_YOUR INSTRUCTIONS:_ Copy all of the records below word for word, leaving out the pictures.

--*--

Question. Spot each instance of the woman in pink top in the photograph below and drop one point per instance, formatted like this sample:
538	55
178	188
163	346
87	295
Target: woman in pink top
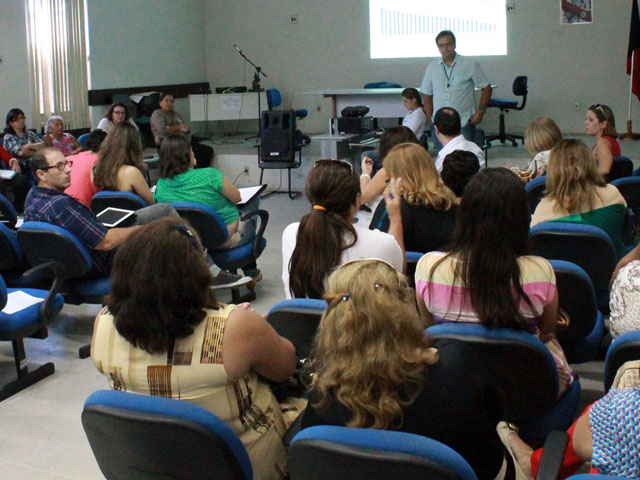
601	124
82	188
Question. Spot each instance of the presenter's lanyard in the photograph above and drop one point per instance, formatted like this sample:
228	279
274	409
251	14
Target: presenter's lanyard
448	75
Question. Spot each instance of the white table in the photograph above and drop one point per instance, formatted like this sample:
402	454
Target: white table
382	102
226	106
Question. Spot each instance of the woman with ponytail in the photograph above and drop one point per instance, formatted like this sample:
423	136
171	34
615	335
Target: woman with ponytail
326	237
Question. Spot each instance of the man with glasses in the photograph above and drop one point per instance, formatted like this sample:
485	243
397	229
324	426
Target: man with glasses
47	202
450	82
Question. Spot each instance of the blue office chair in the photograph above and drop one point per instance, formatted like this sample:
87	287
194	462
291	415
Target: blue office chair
624	348
622	167
8	214
324	451
297	320
67	260
520	90
83	140
135	436
213	233
28	322
629	188
535	191
124	200
576	243
523	369
274	99
581	340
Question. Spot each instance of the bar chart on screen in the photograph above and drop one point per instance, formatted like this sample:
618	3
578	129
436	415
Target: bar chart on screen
407	28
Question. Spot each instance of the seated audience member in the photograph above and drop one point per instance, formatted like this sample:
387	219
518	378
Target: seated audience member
428	207
56	137
18	141
457	169
119	166
82	187
47	202
540	137
181	182
373	179
373	368
164	327
118	113
19	183
486	275
416	120
448	129
576	192
326	237
164	121
606	435
601	124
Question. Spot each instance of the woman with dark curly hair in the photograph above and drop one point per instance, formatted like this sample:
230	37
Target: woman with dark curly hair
163	333
374	368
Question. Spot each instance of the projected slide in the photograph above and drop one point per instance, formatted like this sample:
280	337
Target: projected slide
407	28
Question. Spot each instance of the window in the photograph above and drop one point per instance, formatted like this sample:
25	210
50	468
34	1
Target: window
56	37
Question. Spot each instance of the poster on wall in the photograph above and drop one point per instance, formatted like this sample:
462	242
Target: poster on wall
574	12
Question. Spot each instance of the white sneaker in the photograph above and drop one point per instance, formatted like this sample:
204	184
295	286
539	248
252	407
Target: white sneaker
226	279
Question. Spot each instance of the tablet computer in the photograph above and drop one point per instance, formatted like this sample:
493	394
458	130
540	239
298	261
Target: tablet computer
113	217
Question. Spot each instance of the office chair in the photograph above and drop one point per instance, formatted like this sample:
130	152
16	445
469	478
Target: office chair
213	233
29	322
624	348
67	260
297	320
136	436
520	90
576	243
622	167
325	451
535	191
124	200
523	369
581	339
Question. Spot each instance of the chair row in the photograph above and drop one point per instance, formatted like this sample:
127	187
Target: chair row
120	424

--*--

_EXERCISE SOLUTION:_
Question. Spot each instance of the woman in pink top in the photograph below and drop one point per instance, formatted like this sample:
538	55
178	188
163	346
87	295
Target: woman in pink top
601	124
82	188
Question. Spot each instance of the presenter's lanyard in the photograph above and drop one point per instance, formatted like this sample:
228	279
274	409
251	14
Target: presenter's lanyard
448	75
Question. Spot each instance of the white table in the photograph above and drop one point per instance, formatted like this sample:
402	454
Target: white table
382	102
226	106
Question. Spot each instance of the woman with ponytail in the photograph above and drop one point per instance, formatted like this sample:
423	136
171	34
615	335
Target: woman with ponytail
326	237
Question. Spot each instance of the man with glasses in the photograph above and drop one point per instance, formatted like this sample:
485	243
397	229
324	426
Target: man with glasses
47	202
450	82
Question. Spot each instance of the blue office chair in the photograph above and drop one point per instance, formatted like this sample:
87	287
194	462
291	415
Target: blue office chair
624	348
622	167
8	214
324	451
297	320
67	260
520	90
83	140
135	436
213	233
28	322
629	188
535	191
124	200
576	243
523	369
274	99
581	340
Question. Spot each instance of the bar chart on screen in the photograph above and drop one point per instance, formatted like this sample:
618	3
578	129
436	415
Target: bar chart on screen
407	28
Question. Spot each instance of the seated audience member in the photograph above and drop one point per instance, formatted like this sample:
387	219
518	378
Target: seated audience member
428	207
56	137
18	141
457	169
119	166
82	187
47	202
540	137
181	182
373	179
373	368
164	327
118	113
19	183
486	275
416	120
448	129
576	192
326	237
164	121
606	435
601	124
Question. Spot each instance of the woman with dark curly hair in the photograph above and drop one point per instance, formatted like this sample:
230	37
Target: woman with dark curly hair
163	333
374	368
Question. Spot each instance of the projected slide in the photograph above and drop one point per instance, formatted like this sample:
280	337
Target: projected slide
407	28
Question. Spot each instance of the window in the photograph above and drop one point per instance, formatted like this sample:
25	210
50	468
34	1
Target: window
56	37
Question. Spot each instance of the poster on wall in the photograph above and drop one point per instance, formatted like this sample:
462	242
Target: poster on wall
574	12
Question. Spot each instance of the white sneaker in the photograph above and drop one point per instance, formatted like this sample:
204	184
295	286
539	248
252	407
Target: white sneaker
226	279
Question. Spot each instance of the tablet computer in the photograph above and drop one point per instance, formatted like this sample:
493	394
458	130
540	239
298	261
Target: tablet computer
113	217
Question. Spot each instance of the office chair in the photograph above and drop one point per instance, formatted like this sample:
130	152
16	445
469	478
Target: office chair
213	233
29	322
624	348
67	260
297	320
136	436
520	90
576	243
622	167
325	451
535	191
124	200
523	369
581	339
Question. Spot each instance of the chair row in the photograph above and drop one point per instance, formatted like this sample:
127	187
Target: chair row
120	424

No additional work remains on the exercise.